◆ PROBLEM DESCRIPTION
Copy the records below word for word, leaving out the pictures.
::::
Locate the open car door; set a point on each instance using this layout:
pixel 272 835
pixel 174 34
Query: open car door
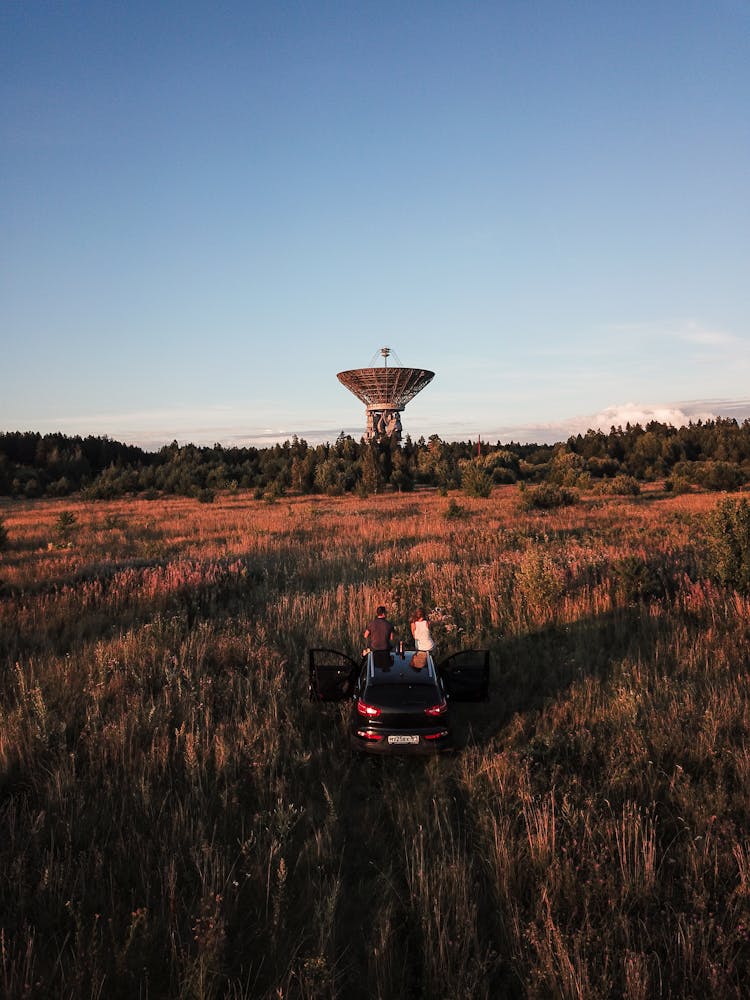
pixel 332 675
pixel 467 675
::::
◆ CORRECT ANSWER
Locate the open car door; set a point on each instance using this layout:
pixel 272 835
pixel 174 34
Query: open car door
pixel 332 675
pixel 467 675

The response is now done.